▶ _The data_
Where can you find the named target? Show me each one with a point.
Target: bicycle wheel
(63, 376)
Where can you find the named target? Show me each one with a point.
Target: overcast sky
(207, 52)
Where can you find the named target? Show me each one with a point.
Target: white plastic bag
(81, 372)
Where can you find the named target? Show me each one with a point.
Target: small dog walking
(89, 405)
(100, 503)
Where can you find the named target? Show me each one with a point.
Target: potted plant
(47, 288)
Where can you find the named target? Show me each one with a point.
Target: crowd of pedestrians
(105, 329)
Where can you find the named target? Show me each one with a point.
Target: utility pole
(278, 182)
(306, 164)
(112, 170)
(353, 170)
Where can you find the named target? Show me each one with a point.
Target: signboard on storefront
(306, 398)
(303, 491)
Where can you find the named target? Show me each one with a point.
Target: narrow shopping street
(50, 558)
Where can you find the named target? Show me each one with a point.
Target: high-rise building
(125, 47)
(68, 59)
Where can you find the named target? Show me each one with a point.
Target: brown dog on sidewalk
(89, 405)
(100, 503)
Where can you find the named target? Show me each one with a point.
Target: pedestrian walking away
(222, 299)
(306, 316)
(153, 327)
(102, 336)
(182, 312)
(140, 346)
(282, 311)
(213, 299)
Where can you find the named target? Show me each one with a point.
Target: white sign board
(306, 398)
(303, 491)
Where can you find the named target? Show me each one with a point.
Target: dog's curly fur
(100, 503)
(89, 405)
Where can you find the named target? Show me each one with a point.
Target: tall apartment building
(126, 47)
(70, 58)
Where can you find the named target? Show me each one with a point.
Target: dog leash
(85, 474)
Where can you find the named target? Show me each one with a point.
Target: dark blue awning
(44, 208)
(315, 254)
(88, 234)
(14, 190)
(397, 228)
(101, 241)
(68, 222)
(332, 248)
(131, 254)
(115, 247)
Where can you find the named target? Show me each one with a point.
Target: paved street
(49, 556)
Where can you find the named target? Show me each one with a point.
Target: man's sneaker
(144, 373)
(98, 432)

▶ _Work instructions_
Copy out the entries from the material above, matching each one exactly.

▶ _Written solution_
Where can you find the named target? Show me each one with a point.
Target: bicycle wheel
(63, 376)
Where can you find the named target? Show me each one with a point.
Target: overcast sky
(207, 52)
Where can you find the named target? Show me each one with a point.
Target: white plastic bag
(81, 372)
Where can you find the named target? Show me each one with a point.
Target: small dog walking
(89, 405)
(100, 503)
Where can you find the named target? Show me each one with a point.
Target: potted plant
(47, 288)
Where can you find the named target? Show me each one with a point.
Target: crowd of pedestrians
(105, 329)
Where can you find the named target? Show me each one with a point.
Target: utility pole
(278, 182)
(306, 164)
(112, 170)
(353, 170)
Where can you find the named target? Show me each one with a point.
Target: signboard on storefront
(306, 398)
(303, 491)
Where can you find the named target? Show me each one with a point.
Target: narrow shopping street
(50, 558)
Where can you find the named target? Show me each one with a point.
Target: high-rise building
(125, 47)
(68, 59)
Where can you find the named target? Show me each one with a point.
Target: brown dog on sidewalk
(89, 405)
(100, 503)
Where can you find the named target? Show me each one with a point.
Target: pedestrian walking away
(222, 299)
(306, 316)
(153, 327)
(102, 336)
(182, 312)
(140, 346)
(282, 311)
(213, 299)
Where can you find the named target? Show me each one with a point.
Target: white sign board
(306, 398)
(303, 491)
Where can you find the named target? Show me each one with a point.
Target: dog's curly fur
(100, 503)
(89, 405)
Where can you find the named target? Show me each one with a point.
Target: tall apartment building
(126, 47)
(70, 58)
Where can you find the named target? Show me each one with a point.
Target: dog leash
(85, 474)
Where can you find the named target? Show me each one with a point.
Target: dark blue awning
(44, 208)
(315, 254)
(88, 234)
(14, 190)
(397, 228)
(101, 241)
(68, 222)
(332, 248)
(131, 254)
(115, 247)
Where can you find the named target? Show me each one with a point.
Target: paved street
(49, 556)
Where can you find the named target? Show me each one with a point.
Target: man's sneaker
(144, 373)
(98, 432)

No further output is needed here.